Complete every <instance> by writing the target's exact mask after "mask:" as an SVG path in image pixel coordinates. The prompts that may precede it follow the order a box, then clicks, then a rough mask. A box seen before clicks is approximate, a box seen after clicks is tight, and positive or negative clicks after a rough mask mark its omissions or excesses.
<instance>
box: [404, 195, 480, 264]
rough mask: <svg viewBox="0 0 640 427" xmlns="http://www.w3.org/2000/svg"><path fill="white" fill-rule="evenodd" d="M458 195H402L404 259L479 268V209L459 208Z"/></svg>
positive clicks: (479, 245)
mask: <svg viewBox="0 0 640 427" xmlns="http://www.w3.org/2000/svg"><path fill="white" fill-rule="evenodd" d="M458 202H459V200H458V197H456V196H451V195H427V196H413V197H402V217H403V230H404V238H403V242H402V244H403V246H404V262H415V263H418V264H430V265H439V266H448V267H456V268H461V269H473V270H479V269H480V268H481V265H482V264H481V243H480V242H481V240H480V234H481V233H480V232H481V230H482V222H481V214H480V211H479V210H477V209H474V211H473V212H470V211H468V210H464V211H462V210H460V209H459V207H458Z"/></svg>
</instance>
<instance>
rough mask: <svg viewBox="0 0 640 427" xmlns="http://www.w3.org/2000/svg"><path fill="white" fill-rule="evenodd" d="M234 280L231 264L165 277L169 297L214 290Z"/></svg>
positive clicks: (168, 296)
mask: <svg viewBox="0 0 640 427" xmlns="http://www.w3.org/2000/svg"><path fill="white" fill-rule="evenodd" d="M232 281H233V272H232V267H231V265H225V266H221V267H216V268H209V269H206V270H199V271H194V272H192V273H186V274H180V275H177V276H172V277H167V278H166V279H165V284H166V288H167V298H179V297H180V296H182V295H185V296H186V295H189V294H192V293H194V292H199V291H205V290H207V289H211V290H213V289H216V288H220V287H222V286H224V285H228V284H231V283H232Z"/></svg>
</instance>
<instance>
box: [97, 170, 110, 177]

_Your goal_: Render every line of the entries above as a Markdown table with the columns Row and Line, where Row numbers each line in order and Line holds its text. Leave out blank lines.

_Exercise result_:
| Row | Line |
|---|---|
| 1 | Complete every <instance> by writing the target's exact mask after "mask:" as an SVG path in image pixel coordinates. The prompts that may precede it follow the order a box, then clicks, then a rough mask. A box seen before clicks is approximate, a box seen after clicks is tight, and positive or negative clicks after a rough mask mark its omissions or excesses. |
| 2 | <instance> |
| 3 | box: [404, 195, 480, 264] |
| 4 | rough mask: <svg viewBox="0 0 640 427" xmlns="http://www.w3.org/2000/svg"><path fill="white" fill-rule="evenodd" d="M458 195H402L404 259L479 268V209L459 208Z"/></svg> |
| 5 | positive clicks: (479, 245) |
| 6 | mask: <svg viewBox="0 0 640 427" xmlns="http://www.w3.org/2000/svg"><path fill="white" fill-rule="evenodd" d="M458 202H459V200H458V197H456V196H451V195H427V196H413V197H402V217H403V230H404V238H403V242H402V244H403V246H404V262H415V263H418V264H430V265H439V266H448V267H456V268H461V269H473V270H479V269H480V268H481V265H482V264H481V243H480V242H481V240H480V234H481V233H480V232H481V230H482V222H481V214H480V211H479V210H477V209H474V211H473V212H470V211H468V210H464V211H462V210H460V209H459V207H458Z"/></svg> |
| 7 | </instance> |
| 8 | <instance> |
| 9 | rough mask: <svg viewBox="0 0 640 427" xmlns="http://www.w3.org/2000/svg"><path fill="white" fill-rule="evenodd" d="M234 280L231 264L165 277L169 297L214 290Z"/></svg> |
| 10 | positive clicks: (168, 296) |
| 11 | mask: <svg viewBox="0 0 640 427" xmlns="http://www.w3.org/2000/svg"><path fill="white" fill-rule="evenodd" d="M232 281H233V272H232V267H231V265H225V266H221V267H216V268H209V269H206V270H199V271H194V272H192V273H186V274H180V275H177V276H172V277H167V278H166V279H165V284H166V288H167V298H179V297H180V296H182V295H185V296H186V295H189V294H192V293H194V292H199V291H205V290H207V289H211V290H213V289H216V288H220V287H222V286H224V285H228V284H231V283H232Z"/></svg> |
| 12 | </instance> |
| 13 | <instance> |
| 14 | box: [97, 170, 110, 177] |